WHAT IS EXPECTED >> Set down, without alteration, the lines from the one that contains "Please place a point on the striped" through the final line of the material below.
*****
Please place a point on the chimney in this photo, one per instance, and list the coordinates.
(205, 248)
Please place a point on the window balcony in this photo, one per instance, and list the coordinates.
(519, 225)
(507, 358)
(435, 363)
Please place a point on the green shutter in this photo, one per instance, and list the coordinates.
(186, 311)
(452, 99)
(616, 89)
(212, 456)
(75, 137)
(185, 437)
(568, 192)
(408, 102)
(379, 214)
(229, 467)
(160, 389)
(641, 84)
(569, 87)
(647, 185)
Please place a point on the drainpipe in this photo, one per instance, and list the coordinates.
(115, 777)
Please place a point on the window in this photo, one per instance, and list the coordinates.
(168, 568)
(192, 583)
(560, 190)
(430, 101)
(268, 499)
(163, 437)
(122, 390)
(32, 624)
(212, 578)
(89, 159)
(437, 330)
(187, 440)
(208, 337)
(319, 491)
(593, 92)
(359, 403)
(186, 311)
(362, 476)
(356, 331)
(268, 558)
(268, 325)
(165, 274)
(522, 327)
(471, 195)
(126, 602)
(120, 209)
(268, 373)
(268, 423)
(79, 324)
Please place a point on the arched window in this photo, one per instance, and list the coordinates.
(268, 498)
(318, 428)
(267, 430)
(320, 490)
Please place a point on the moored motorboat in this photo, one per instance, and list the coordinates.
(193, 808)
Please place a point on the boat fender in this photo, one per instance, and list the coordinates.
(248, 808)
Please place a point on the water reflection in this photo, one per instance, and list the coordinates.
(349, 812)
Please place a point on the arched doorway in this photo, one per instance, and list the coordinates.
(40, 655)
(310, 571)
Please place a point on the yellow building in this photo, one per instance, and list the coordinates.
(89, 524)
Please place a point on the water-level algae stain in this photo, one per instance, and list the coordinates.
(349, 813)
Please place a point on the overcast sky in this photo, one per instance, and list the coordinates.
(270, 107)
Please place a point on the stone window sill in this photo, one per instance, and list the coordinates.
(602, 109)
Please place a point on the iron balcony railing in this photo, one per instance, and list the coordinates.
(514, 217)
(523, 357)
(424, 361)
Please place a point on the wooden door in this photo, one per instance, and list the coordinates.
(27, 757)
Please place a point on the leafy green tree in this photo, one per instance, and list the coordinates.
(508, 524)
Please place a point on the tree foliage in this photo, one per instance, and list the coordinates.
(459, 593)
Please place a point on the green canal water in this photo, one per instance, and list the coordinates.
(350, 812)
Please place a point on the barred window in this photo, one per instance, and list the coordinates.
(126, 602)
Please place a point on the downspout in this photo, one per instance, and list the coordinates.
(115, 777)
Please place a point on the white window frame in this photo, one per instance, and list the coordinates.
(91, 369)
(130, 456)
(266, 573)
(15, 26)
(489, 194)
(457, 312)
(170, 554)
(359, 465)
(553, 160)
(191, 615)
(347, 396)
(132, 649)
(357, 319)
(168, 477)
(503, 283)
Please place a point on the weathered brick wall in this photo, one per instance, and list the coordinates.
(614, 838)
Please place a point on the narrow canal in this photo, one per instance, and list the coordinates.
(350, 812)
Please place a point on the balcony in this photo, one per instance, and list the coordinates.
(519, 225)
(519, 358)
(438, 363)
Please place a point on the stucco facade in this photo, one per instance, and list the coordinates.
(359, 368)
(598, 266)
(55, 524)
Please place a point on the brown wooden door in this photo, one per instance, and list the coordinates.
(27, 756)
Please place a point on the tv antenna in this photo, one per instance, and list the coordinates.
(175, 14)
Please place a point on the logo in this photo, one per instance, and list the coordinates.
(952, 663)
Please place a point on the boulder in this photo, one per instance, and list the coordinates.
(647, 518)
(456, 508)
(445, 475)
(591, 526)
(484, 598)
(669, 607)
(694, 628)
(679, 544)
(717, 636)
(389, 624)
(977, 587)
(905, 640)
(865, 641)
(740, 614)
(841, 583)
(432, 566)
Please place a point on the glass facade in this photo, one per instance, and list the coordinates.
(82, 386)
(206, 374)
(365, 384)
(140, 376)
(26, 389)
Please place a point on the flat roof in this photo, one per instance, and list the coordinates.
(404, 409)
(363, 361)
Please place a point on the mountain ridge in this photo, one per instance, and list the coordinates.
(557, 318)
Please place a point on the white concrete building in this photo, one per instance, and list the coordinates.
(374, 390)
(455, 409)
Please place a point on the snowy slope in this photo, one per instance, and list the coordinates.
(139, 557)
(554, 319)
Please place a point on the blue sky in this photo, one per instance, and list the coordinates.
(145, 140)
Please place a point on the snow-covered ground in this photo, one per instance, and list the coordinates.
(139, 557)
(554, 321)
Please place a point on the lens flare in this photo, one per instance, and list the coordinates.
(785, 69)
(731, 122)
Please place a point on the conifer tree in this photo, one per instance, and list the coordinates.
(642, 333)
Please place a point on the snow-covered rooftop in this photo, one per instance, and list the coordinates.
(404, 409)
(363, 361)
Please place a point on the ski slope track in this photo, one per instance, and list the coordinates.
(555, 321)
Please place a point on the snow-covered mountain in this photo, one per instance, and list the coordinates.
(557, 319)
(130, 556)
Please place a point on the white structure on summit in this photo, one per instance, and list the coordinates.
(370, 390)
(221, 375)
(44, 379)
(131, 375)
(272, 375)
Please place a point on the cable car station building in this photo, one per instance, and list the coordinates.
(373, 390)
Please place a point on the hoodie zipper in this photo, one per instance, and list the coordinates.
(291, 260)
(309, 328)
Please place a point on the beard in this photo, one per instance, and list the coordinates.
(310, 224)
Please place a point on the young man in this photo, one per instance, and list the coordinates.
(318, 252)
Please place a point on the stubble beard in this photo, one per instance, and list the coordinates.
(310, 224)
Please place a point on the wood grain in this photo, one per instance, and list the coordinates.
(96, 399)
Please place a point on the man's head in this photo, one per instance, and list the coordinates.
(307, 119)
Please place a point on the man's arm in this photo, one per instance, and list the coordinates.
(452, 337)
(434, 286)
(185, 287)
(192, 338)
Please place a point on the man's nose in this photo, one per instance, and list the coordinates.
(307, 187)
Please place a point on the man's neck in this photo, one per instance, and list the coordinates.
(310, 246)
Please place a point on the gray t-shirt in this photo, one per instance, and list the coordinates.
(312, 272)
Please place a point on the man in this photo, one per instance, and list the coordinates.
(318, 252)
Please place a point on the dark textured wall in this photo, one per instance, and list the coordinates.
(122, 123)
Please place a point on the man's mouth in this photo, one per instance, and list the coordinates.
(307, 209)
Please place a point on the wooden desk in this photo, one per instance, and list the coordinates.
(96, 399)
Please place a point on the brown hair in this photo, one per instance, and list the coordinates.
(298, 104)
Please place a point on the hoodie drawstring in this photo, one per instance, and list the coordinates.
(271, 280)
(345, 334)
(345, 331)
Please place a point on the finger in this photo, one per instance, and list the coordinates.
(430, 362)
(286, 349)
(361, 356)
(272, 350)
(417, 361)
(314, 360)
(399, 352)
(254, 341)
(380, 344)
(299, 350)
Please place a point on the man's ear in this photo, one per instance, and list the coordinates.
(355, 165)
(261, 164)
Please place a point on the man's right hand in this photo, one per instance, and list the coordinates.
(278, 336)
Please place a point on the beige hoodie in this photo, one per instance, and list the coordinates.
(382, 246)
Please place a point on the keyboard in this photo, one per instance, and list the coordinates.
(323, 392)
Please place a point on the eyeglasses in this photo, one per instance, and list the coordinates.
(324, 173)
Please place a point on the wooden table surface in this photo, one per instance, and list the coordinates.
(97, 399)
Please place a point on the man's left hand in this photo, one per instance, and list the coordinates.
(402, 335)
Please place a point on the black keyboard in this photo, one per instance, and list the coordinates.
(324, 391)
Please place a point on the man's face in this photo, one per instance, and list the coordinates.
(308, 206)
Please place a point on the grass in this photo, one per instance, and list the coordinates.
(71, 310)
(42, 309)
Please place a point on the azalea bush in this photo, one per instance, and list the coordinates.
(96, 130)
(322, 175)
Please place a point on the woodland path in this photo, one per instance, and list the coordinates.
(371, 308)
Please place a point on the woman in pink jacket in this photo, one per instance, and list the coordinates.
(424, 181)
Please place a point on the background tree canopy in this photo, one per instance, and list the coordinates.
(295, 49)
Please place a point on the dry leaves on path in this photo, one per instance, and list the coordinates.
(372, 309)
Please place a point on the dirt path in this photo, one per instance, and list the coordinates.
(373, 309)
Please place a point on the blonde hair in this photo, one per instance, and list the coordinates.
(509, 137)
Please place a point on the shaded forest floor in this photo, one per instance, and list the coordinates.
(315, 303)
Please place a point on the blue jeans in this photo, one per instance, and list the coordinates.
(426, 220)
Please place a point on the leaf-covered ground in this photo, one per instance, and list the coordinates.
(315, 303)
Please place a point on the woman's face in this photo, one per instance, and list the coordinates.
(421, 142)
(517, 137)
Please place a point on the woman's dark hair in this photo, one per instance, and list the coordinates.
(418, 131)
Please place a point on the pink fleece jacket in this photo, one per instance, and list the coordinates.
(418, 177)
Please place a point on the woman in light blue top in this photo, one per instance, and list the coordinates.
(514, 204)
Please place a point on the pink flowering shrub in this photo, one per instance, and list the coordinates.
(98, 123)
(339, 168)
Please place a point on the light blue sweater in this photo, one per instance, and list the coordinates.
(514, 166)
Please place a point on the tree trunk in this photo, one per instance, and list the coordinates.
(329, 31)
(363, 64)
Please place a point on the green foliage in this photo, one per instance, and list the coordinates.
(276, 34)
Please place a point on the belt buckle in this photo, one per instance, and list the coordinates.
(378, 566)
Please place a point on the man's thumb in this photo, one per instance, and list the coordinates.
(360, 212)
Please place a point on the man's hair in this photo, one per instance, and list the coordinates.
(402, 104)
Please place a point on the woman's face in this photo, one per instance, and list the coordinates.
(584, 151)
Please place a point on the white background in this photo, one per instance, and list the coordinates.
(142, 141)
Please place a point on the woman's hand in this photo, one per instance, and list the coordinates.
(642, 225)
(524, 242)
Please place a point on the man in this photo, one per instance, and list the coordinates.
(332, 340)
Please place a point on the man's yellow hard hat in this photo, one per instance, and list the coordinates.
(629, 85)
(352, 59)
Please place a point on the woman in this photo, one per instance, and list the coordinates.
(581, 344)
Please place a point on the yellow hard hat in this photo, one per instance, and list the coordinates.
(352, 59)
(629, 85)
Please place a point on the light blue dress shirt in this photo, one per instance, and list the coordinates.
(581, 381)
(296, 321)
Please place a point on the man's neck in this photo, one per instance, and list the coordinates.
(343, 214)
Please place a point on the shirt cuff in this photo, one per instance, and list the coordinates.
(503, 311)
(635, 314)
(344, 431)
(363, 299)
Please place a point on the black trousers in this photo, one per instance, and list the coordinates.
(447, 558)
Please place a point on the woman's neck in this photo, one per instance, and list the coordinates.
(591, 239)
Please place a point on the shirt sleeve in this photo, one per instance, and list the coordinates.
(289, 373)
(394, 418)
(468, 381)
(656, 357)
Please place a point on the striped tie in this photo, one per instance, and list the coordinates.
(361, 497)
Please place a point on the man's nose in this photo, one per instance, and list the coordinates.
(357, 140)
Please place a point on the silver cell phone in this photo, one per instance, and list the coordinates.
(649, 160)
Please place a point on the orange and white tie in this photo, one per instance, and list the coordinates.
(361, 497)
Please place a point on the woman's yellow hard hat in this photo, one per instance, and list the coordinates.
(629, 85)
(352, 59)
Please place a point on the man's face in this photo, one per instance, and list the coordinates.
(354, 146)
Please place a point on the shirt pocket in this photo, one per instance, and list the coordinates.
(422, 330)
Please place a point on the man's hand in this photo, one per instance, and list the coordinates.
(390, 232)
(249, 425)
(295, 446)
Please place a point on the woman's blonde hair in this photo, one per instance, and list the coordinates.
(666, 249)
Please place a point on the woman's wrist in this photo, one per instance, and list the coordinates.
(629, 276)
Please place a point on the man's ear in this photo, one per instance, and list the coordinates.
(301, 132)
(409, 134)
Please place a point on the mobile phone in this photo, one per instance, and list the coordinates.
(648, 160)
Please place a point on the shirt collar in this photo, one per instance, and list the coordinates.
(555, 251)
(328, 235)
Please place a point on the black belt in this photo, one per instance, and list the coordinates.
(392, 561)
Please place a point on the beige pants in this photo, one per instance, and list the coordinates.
*****
WRITTEN ANSWER >>
Please place a point on the striped tie in this photo, one per instance, and list the coordinates.
(361, 497)
Please place a point on the man's nose in this photo, one per instance, and list the coordinates.
(357, 140)
Please place a point on the silver cell phone in this photo, one per instance, and list the coordinates.
(649, 160)
Please place a point on the orange and white tie in this photo, one per instance, and list the coordinates.
(361, 497)
Please place a point on the woman's yellow hard hat in this photo, one per instance, and list the coordinates.
(629, 85)
(352, 59)
Please place a point on the man's face in this photo, one per instance, and list the coordinates.
(354, 146)
Please place a point on the shirt pocket in this photo, one per instance, and list the coordinates.
(422, 330)
Please place a point on the man's hand in this photo, one per instance, and list the coordinates.
(390, 232)
(249, 425)
(295, 446)
Please place a point on the woman's blonde hair in this photo, one per instance, and list the coordinates.
(666, 249)
Please place a point on the woman's wrist in this photo, one per instance, and list the coordinates.
(629, 276)
Please place a point on the man's ear in this photo, one per instance, and list the coordinates.
(301, 132)
(409, 134)
Please place a point on the mobile phone in this photo, one per instance, and list the coordinates.
(648, 160)
Please place a point on the shirt collar in this photo, one per instance, and list the coordinates.
(555, 251)
(328, 235)
Please place a point on the black belt in this photo, one per instance, and list the coordinates.
(392, 561)
Please place a point on the beige pants in this photo, one per instance, and list the coordinates.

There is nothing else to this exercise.